TEXT FOR ANALYSIS =

* * * * * * * * *

The vertical power semiconductor device may be based on a semiconductor body from a crystalline SiC semiconductor material having a band gap larger than the band gap of silicon, i.e. larger than 1.12 eV. For example, the semiconductor material may be 2H-SiC (SiC of the 2H polytype), 6H-SIC or 15R-SiC. According to an example, the semiconductor material is silicon carbide of the 4H polytype (4H-SiC). The semiconductor body may include or consist of a semiconductor substrate having none, one or more than one semiconductor layers, e.g. epitaxially grown layers, thereon.

The first surface may be a front surface or a top surface of the semiconductor body, and the second surface may be a back surface or a rear surface of the semiconductor body, for ex-ample. The semiconductor body may be attached to a lead frame via the second surface, for example. Over the first surface of the semiconductor body, bond pads may be arranged and bond wires may be bonded on the bond pads, for example.

For realizing a desired current carrying capacity, the vertical SiC power semiconductor device may be designed by a plurality of parallel-connected transistor cells. The parallel-connected transistor cells may, for example, be transistor cells formed in the shape of a strip or a strip segment. Of course, the transistor cells can also have any other shape, e.g. circular, elliptical, polygonal such as hexagonal or octahedral. The transistor cells are arranged in the transistor cell area of the SiC semiconductor body. The transistor cell area may be an active area where an emitter region of an IGBT (or a source region of a MOSFET) and a collector region of an IGBT (or a drain region of a MOSFET) are arranged opposite to one another along the vertical direction. In the active area, a load current may enter or exit the semiconductor body of the power semiconductor device, e.g. via contact plugs on the first surface of the SiC semiconductor body. The vertical power semiconductor device may further include an edge termination area that may include a termination structure. In a blocking mode or in a reverse biased mode of the vertical power semiconductor device, the blocking voltage between the transistor cell area and a field-free region laterally drops across the termination structure. The termination structure may have a higher or a slightly lower voltage blocking capability than the transistor cell area. The termination structure may include a junction termination extension (JTE) with or without a variation of lateral doping (VLD), one or more laterally separated guard rings, or any combination thereof, for example.

For example, the gate structures may be planar gate structures, or may be trench gate structures. The gate structures may be the stripe-shaped. The gate structures may also have another layout or geometry in a plan view, e.g. hexagonal, square, circular, elliptic. The gate electrode of the gate structures may be electrically connected to the gate pad in the gate pad area via the gate interconnection, for example. The gate interconnection or a part thereof may be arranged outside of the transistor cell area, for example in an interconnection area arranged laterally between the transistor cell area and the edge termination area. The gate interconnection may include one or more conductive material(s), e.g. metal, metal alloys, e.g. Cu, Au, AlCu, Ag, or alloys thereof, metal compounds, e.g. TiN, highly doped semiconductor material such as highly doped polycrystalline silicon. The one or more conductive materials may form a layer stack, for example. At least part of the gate interconnection may be a so-called gate runner that merges with the gate pad. The gate pad and, for example, the sensor electrode and/or a first load electrode pad, e.g. a source pad of a MOSFET or an emitter pad of an IGBT, may be part of a wiring area over the SiC semiconductor body. The wiring area may include one or more than one, e.g. two, three, four or even more wiring levels. Each wiring level may be formed by a single one or a stack of conductive layers, e.g. metal layer(s). The wiring levels may be lithographically patterned, for example. Between stacked wiring levels, an interlayer dielectric structure may be arranged. Contact plug(s) and/or contact line(s) may be formed in openings of the interlayer dielectric structure to electrically connect parts, e.g. metal lines or contact areas, of different wiring levels to one another. The sensor electrode may be formed by one or more metal or metal alloys of the wiring area, for example.

* * * * * * * * *

(Referring expression data)
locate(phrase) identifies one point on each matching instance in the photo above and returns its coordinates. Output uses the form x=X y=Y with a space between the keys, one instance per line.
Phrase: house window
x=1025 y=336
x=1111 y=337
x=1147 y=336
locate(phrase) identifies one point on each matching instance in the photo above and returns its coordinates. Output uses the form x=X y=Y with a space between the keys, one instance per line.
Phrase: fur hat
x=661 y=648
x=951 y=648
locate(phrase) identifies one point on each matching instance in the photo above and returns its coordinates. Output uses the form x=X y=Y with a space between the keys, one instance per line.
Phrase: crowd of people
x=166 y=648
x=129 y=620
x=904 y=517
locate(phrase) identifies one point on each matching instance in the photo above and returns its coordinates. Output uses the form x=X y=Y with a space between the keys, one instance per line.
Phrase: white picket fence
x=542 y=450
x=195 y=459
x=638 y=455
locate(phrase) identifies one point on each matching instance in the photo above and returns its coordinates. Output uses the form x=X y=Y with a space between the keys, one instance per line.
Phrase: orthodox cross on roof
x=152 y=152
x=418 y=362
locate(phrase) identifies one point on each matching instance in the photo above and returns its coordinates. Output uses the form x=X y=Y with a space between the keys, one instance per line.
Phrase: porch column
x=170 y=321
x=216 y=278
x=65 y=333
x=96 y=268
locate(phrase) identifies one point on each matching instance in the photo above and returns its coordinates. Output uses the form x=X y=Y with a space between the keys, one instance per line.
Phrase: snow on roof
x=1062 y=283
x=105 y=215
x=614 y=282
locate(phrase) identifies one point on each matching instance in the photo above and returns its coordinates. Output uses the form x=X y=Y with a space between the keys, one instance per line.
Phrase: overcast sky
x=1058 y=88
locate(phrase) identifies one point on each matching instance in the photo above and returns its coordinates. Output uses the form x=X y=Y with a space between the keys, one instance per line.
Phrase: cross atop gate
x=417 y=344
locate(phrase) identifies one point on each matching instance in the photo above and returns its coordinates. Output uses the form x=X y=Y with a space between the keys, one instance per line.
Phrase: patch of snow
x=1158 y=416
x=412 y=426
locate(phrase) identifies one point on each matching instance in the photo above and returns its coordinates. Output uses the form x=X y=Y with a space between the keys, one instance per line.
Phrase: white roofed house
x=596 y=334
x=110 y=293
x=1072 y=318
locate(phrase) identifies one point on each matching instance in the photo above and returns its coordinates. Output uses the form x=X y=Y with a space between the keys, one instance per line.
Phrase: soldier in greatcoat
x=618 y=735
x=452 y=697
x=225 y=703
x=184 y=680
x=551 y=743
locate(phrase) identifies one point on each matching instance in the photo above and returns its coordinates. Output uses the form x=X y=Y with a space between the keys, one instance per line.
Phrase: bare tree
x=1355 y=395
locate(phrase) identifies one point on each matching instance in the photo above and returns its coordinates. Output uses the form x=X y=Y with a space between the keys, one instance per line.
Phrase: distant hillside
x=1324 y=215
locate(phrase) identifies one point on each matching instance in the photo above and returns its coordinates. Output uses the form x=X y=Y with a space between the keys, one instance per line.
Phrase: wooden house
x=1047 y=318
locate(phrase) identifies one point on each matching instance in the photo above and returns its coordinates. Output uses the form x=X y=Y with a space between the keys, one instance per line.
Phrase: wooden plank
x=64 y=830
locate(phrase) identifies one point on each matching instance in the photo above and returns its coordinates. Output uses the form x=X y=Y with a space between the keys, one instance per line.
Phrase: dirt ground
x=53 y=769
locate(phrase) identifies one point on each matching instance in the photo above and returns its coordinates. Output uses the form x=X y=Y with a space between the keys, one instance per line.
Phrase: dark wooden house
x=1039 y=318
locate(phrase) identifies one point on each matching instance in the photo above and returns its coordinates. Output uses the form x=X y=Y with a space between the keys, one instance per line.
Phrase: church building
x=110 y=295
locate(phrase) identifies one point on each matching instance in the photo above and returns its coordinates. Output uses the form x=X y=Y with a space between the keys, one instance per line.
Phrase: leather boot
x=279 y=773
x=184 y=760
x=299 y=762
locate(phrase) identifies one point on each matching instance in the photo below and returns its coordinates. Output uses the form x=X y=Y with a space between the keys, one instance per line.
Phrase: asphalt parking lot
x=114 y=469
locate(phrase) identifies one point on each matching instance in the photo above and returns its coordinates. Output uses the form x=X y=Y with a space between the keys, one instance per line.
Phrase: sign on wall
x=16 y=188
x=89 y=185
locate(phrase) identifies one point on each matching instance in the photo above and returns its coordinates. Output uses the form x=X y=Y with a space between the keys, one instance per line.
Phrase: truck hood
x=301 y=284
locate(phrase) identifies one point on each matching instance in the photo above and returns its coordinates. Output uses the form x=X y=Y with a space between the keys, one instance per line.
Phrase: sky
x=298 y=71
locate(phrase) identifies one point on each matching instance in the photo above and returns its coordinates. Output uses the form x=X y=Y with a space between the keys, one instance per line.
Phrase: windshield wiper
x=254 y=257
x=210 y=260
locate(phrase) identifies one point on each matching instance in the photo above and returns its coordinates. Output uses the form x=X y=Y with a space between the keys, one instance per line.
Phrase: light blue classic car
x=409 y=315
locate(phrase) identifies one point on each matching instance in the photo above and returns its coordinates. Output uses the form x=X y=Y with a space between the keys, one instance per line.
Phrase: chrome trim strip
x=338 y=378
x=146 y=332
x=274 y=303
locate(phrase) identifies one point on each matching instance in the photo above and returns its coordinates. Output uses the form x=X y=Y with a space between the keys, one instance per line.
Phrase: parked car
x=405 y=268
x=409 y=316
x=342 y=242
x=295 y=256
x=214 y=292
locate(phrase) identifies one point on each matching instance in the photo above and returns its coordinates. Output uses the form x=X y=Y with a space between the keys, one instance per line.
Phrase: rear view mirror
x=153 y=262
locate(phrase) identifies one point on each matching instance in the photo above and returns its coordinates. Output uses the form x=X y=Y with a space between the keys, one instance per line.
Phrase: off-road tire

* * * * * * * * *

ACTIVITY 1 =
Rewrite the paragraph of the SiC power device text that begins "The first surface may be a front surface" as a short list that keeps its main facts.
ACTIVITY 2 =
In the SiC power device text, why may the vertical SiC power semiconductor device be designed with a plurality of parallel-connected transistor cells? Answer in one to three sentences.

WRITTEN ANSWER 1 =
- The first surface may be the front or top surface of the semiconductor body.
- The second surface may be its back or rear surface.
- The semiconductor body may be attached to a lead frame via the second surface.
- Bond pads may be arranged over the first surface, with bond wires bonded on them.

WRITTEN ANSWER 2 =
The device may be designed with a plurality of parallel-connected transistor cells to achieve a desired current carrying capacity.